— Photo object pointing records —
--------------------------------

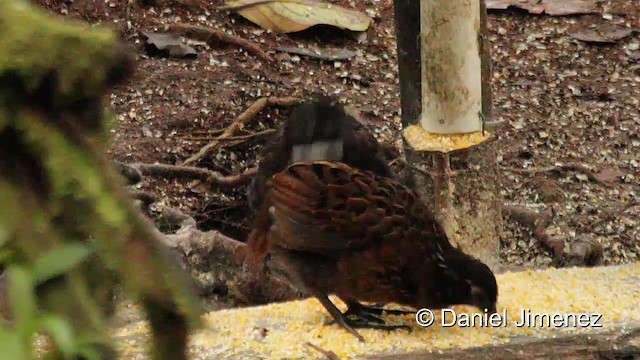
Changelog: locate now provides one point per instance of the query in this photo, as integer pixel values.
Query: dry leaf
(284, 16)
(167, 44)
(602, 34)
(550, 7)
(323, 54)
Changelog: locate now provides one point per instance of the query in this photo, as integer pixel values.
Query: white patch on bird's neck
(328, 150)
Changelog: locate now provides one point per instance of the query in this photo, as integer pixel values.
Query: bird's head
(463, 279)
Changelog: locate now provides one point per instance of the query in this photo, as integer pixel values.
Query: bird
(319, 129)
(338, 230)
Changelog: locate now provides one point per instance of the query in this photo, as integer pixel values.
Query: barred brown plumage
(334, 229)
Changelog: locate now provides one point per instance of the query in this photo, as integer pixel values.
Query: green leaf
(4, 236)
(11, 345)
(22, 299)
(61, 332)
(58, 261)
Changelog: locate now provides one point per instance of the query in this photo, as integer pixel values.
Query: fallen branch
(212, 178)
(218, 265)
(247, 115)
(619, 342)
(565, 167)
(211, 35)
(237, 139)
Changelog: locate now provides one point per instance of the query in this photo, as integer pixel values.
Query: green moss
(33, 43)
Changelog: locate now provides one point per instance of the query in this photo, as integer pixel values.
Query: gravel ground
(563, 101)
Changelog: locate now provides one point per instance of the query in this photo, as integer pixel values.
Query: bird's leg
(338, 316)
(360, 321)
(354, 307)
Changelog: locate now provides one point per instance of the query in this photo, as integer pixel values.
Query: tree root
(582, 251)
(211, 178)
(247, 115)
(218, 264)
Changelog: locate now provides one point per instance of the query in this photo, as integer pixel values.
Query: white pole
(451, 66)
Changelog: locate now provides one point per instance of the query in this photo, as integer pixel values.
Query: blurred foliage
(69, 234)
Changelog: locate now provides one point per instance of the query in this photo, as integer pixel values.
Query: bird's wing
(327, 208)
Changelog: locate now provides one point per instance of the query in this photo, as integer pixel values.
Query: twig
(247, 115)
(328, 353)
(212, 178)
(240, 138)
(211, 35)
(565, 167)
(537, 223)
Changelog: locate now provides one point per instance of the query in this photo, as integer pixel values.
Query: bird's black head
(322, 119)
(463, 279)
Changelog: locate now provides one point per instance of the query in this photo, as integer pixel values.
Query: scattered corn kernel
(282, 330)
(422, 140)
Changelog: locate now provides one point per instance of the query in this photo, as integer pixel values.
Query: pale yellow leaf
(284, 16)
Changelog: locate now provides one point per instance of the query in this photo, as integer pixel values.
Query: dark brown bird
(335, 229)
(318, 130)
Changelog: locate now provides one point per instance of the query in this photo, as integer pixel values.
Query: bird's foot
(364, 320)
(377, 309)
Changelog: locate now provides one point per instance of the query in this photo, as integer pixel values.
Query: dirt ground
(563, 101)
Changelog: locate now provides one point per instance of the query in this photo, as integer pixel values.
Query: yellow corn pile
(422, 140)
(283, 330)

--------------------------------

— GIVEN REQUEST —
Print all entries exactly. The images do not belong in the copy.

— ANSWER —
Changelog: locate now provides one point per instance of the query in this photo, as integer pixel values.
Query: dry leaf
(284, 16)
(167, 44)
(602, 34)
(550, 7)
(323, 54)
Changelog: locate now provides one point per instance of the query in this photo, as integer pixel values.
Query: white patch on bird's neck
(328, 150)
Changelog: locate now provides one point per instance of the query in this photo, as integer pixel values.
Query: bird's head
(463, 279)
Changelog: locate now provides one point per instance of the query in this photo, as integer pixel values.
Query: bird
(319, 129)
(338, 230)
Changelog: locate now provides one point per instance of the query in this photo, as integer pixel values.
Query: barred brown plumage
(334, 229)
Changelog: locate now provides one point per instance of the query in this photo, as integer pixel values.
Query: green leaf
(4, 236)
(11, 345)
(22, 299)
(61, 332)
(58, 261)
Changelog: locate now provides one point per instance of the query in this photo, as integer pixel values.
Query: fallen branch
(212, 178)
(218, 265)
(247, 115)
(619, 342)
(565, 167)
(211, 35)
(237, 139)
Changelog: locate now provides one point per instance of the query in this photo, as integer pixel values.
Query: green moss
(33, 43)
Changelog: locate now provides one point per instance of the query in this photo, as integer pixel values.
Query: gravel ground
(563, 101)
Changelog: locate now provides one point per instance of the query in this photo, as integer pixel values.
Query: bird's leg
(338, 316)
(360, 321)
(354, 307)
Changelog: locate now provides one point per instance of the query in this photo, as integer pixel values.
Query: tree root
(582, 251)
(211, 178)
(247, 115)
(218, 264)
Changelog: locate now provides one point per instance of the query in this photo, as integer pixel values.
Query: white pole
(451, 66)
Changelog: locate now provides one point per instance of the query in this photo, as integer pixel values.
Query: blurred foliage
(69, 234)
Changelog: locate now provides one point per instance of the query in this photo, as integer pixel values.
Query: bird's wing
(327, 208)
Changelog: locate now provides one point per instance of the query in this photo, as integer pixel values.
Query: twig
(247, 115)
(328, 353)
(212, 178)
(240, 138)
(211, 35)
(565, 167)
(537, 223)
Changelog: locate now provides one point per instance of the query in this photo, as integer pixel values.
Query: bird's black head
(322, 119)
(463, 279)
Changelog: locate now provides one point per instance of the query in this photo, as integer pixel values.
Query: scattered corn kernel
(282, 330)
(422, 140)
Changelog: locate now provides one point per instance of the query in this photo, as integer pixel values.
Query: pale yellow leaf
(284, 16)
Changelog: locate now provides one point per instance of the query in this photo, as integer pixel values.
Query: dark brown bird
(335, 229)
(318, 130)
Changelog: locate now provides one point per instance of the query in this photo, as integer pixel values.
Query: bird's foot
(364, 320)
(377, 309)
Changelog: locate now provides one point per instance of the query in this photo, as integer pixel values.
Query: dirt ground
(563, 101)
Changelog: locate now provides one point per instance of the query in this photo, as integer pixel values.
Query: yellow corn pile
(422, 140)
(283, 330)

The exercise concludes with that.